> _Document text_

┌──

Interpretation: Our findings indicate that the prognostic scores generated by the response model could identify patient subgroups with relatively poor outcomes under their actual treatments. These preliminary findings may inform future efforts toward personalized NAT regimen selection beyond traditional criteria such as cancer stage and subtype, but should be interpreted cautiously and validated in prospective studies with longer follow-up because these tumors can relapse at a later stage.

Funding: None.

Keywords: Breast cancer; Explainable artificial intelligence; Multi-modal learning; Neoadjuvant therapy; Precise medicine.

Fig. 1

Clinical need and outline of the study. (A) Guideline-based neoadjuvant therapy (NAT) regimen selection and prognostic outcomes for breast cancer patients in clinical practice. (B) Combined with imaging and report data, the deep learning model can offer personalized NAT regimen recommendations and improve patient prognosis. (C) Flowchart of personalized NAT regimen recommendation based on outcome scores predicted from the model. (D) Various prognostic-related posterior distributions were derived from multi-modal data using multiple encoders. These distributions were then combined into a single distribution using the Product-of-Experts (PoE) approach. The combined distribution and potential NAT regimens were utilized to predict prognosis outcomes, including pathological complete response (pCR) and risk scores. IHC: immunohistochemistry. SISH: silver-enhanced in situ hybridization.

Fig. 2

Prognosis performance of pathological complete response (pCR) scores and risk scores predicted by response models in the NKI internal validation set and DUKE external validation cohort. ROC curves for pCR status prediction are presented for HER2+, triple-negative, and ER/PR+&HER2− in NKI validation set (A) and DUKE cohort (C). For survival analysis, patients were stratified by predicted risk score as high risk or low risk. The 25% cutoff of the predicted risk score of the training set was used as the cutoff (−0·394, 0·424, 0·570). Kaplan–Meier curves for overall survival are presented for HER2+, triple-negative, and ER/PR+&HER2− in NKI validation set (B) and DUKE cohort (D). The p-values in the ROC analysis were derived using t-tests comparing each method against our proposed approach.

└──

> _Work task A_
Answer these questions about the neoadjuvant therapy study text:
(i) Which approach combines the prognostic-related posterior distributions into a single distribution?
(ii) What percentage cutoff of the training set's predicted risk score separates high-risk from low-risk patients?
(iii) What does SISH stand for?
> _Work task B_
From the neoadjuvant therapy study text, extract everything from "Interpretation: Our findings" down to "a later stage.".
> _Work task C_
Continue the neoadjuvant therapy study text after its final sentence.

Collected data
┌──

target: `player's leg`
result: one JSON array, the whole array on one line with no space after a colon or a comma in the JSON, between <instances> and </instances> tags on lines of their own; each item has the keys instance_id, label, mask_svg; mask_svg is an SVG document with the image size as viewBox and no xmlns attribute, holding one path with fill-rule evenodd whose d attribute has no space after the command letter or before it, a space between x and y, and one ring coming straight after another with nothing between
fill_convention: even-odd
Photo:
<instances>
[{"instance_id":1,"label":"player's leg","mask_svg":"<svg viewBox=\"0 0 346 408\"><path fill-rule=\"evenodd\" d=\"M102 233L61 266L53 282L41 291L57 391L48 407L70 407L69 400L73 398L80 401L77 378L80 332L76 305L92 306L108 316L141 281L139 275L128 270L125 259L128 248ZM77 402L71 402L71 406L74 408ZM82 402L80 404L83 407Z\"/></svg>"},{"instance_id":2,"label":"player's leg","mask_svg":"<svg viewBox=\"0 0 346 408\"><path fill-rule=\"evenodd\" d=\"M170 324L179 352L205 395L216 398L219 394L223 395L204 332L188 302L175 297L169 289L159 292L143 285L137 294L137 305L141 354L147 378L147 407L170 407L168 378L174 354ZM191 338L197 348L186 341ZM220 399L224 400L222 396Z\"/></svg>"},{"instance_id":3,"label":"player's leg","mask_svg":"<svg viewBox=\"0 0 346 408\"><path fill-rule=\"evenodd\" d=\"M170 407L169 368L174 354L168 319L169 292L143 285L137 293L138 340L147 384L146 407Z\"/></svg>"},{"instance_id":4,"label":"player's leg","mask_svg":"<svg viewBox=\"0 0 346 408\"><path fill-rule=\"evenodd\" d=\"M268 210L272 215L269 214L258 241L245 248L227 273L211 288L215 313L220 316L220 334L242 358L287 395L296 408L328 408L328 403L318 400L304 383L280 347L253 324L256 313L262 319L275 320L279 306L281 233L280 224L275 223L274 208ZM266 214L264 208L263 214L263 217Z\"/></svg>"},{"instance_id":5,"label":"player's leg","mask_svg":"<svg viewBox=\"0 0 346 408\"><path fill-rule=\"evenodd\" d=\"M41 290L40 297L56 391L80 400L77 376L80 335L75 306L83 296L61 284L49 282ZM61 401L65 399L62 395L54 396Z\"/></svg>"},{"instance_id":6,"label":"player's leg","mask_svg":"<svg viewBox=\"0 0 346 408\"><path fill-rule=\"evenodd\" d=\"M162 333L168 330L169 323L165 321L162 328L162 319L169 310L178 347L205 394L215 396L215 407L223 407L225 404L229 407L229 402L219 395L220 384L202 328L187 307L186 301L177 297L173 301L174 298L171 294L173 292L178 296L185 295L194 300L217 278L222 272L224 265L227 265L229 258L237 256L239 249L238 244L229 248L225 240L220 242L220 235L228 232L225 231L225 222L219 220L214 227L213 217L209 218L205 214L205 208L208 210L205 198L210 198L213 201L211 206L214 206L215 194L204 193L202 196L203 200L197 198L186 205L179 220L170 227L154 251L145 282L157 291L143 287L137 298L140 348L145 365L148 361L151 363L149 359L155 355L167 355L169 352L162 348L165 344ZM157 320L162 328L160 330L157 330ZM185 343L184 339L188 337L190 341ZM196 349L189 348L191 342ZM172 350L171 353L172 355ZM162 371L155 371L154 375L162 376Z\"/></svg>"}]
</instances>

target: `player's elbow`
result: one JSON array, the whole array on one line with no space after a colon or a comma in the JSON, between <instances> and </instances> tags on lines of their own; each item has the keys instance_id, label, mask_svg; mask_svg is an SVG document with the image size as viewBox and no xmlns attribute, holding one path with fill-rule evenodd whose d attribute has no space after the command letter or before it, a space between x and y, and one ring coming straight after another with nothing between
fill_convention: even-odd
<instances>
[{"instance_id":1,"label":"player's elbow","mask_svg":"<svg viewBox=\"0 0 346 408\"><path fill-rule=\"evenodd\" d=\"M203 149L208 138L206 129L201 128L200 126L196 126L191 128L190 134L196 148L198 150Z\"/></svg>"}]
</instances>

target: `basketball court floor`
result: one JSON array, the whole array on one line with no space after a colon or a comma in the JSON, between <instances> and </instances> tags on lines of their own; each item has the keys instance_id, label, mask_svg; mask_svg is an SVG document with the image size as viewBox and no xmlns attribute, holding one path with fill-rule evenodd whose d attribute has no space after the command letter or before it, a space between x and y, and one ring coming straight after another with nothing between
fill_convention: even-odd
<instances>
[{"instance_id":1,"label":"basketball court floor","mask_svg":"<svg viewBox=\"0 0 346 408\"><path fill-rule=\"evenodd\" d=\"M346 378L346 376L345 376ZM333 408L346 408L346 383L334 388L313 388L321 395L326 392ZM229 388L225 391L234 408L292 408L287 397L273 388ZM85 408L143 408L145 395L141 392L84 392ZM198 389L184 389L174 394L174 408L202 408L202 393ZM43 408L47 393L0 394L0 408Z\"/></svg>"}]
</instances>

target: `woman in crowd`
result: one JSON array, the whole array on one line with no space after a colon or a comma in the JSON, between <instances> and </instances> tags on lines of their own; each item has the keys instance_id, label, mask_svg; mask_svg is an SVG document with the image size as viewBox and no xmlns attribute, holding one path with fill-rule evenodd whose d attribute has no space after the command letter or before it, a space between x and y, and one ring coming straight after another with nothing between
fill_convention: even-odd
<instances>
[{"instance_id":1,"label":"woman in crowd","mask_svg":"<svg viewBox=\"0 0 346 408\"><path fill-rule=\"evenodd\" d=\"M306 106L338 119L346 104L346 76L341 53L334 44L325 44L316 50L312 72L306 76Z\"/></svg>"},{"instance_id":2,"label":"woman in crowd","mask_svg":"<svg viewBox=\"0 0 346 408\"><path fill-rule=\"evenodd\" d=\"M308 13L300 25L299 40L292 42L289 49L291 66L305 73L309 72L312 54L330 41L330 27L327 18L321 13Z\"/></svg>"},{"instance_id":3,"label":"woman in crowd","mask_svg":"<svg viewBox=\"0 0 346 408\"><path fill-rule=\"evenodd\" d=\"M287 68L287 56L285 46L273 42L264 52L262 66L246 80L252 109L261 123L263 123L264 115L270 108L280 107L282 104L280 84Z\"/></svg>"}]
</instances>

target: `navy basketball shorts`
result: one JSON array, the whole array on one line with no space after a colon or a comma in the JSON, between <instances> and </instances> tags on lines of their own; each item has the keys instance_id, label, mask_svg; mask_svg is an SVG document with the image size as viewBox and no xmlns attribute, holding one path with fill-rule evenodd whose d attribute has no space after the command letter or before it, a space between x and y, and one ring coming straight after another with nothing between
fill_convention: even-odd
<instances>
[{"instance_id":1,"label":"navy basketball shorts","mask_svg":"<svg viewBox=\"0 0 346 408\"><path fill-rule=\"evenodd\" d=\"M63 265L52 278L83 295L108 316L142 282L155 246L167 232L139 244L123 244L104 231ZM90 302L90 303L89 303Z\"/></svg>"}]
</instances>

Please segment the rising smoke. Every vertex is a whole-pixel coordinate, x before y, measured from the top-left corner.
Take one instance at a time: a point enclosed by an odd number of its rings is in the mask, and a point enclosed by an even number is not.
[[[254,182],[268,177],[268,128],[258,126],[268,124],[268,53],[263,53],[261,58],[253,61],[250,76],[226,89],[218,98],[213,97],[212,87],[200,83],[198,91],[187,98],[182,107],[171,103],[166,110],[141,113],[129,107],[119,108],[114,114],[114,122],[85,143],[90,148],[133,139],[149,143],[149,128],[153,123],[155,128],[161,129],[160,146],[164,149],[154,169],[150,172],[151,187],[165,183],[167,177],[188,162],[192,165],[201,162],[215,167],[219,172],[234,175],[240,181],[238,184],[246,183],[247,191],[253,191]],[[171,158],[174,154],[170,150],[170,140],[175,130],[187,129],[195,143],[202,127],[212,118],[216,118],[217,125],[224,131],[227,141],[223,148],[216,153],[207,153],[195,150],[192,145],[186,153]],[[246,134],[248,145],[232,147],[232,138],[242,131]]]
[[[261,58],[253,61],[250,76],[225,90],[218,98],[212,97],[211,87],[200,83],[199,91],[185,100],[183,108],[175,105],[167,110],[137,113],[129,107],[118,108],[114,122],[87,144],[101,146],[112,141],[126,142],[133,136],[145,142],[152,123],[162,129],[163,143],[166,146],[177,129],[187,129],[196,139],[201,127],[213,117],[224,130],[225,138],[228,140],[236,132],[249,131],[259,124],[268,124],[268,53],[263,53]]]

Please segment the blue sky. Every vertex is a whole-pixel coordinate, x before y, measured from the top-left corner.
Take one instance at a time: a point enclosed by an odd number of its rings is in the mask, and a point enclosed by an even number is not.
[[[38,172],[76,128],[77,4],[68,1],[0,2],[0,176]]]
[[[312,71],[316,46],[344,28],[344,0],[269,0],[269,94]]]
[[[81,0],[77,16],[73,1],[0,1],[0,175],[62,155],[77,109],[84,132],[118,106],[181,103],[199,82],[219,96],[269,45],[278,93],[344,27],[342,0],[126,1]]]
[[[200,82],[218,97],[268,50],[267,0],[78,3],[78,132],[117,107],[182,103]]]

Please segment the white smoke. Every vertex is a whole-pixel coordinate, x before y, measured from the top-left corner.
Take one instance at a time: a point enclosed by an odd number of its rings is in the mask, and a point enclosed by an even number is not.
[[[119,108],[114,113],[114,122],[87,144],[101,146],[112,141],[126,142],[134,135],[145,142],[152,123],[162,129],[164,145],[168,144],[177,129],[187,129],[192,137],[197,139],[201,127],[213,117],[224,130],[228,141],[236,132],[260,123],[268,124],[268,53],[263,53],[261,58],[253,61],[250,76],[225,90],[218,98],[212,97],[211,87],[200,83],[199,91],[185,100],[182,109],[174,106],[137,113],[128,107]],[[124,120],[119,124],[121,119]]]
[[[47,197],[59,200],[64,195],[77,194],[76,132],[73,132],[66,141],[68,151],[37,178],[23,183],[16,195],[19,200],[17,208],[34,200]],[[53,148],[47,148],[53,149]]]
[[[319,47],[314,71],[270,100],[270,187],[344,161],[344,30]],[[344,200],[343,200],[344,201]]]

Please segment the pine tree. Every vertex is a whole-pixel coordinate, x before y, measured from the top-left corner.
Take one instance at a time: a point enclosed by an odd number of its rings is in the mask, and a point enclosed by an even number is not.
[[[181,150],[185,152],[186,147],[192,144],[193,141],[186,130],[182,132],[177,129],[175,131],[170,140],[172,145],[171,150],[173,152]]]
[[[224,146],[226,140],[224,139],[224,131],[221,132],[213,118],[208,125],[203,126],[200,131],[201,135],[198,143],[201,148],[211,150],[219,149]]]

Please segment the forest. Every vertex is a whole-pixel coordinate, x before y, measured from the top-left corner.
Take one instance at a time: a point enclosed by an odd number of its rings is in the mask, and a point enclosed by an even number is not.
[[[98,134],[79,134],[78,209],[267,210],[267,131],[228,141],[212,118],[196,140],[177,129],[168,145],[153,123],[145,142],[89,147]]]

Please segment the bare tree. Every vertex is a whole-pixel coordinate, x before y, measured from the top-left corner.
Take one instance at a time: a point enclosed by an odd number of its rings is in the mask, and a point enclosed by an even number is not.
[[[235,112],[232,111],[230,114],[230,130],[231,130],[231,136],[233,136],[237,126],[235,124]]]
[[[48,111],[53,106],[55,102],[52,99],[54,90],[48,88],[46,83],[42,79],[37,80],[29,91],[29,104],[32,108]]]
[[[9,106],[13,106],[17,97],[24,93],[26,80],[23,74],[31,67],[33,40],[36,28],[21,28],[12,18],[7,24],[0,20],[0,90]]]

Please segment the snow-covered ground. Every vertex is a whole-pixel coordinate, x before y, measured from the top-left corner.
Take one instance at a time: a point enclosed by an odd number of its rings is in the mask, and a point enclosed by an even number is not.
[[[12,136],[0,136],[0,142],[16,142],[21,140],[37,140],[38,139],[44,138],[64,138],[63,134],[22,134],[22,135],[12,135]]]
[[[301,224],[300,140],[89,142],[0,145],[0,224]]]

└──

> _Expected output A_
(i) The Product-of-Experts (PoE) approach.
(ii) The 25% cutoff.
(iii) Silver-enhanced in situ hybridization.

> _Expected output B_
Interpretation: Our findings indicate that the prognostic scores generated by the response model could identify patient subgroups with relatively poor outcomes under their actual treatments. These preliminary findings may inform future efforts toward personalized NAT regimen selection beyond traditional criteria such as cancer stage and subtype, but should be interpreted cautiously and validated in prospective studies with longer follow-up because these tumors can relapse at a later stage.

> _Expected output C_
Fig. 3

Visualization of model interpretability in the NKI internal validation set. The permutation importances for each clinical variable in predicting pathological complete response (pCR) (A) and survival (B) are listed. Data were shown as mean ± standard deviation. The gradient-weighted class activation mapping (Grad-CAM) heatmaps of the dynamic contrast enhanced (DCE)-MRI are displayed in (C) in the following order: pre-contrast DCE-MRI at the top left, post-contrast DCE-MRI at the top right, segmentation mask at the bottom left, and heatmap at the bottom right. The correlation heatmaps of the reports are displayed in (D) in the following order from top to bottom: radiology report, pathology report, and medical record for each patient. The density histograms of the prognosis distributions are presented in (E). $\Delta \mu$ indicates the correction of the mean between Product-of-Experts (PoE) and clinical data.

Fig. 4

Benefits of artificial intelligence (AI) recommendations in different factual regimen subgroups of patients in the NKI internal validation set. Our AI recommendation system can recommend lower/higher-toxicity regimens or clinical trials for different patient populations (A). Decision curve for AI recommendation on patients with factual regimens of lower-toxicity regimens (B) and patients with factual regimens of higher-toxicity regimens (D). Kaplan–Meier survival curve for patients applying model-based three-category regimen recommendation on patients with factual regimens of lower-toxicity regimens (C) and patients with factual regimens of higher-toxicity regimens (E). The p-values in the Kaplan–Meier survival curve analysis were derived using log-rank tests comparing each regimen against the reference regimen.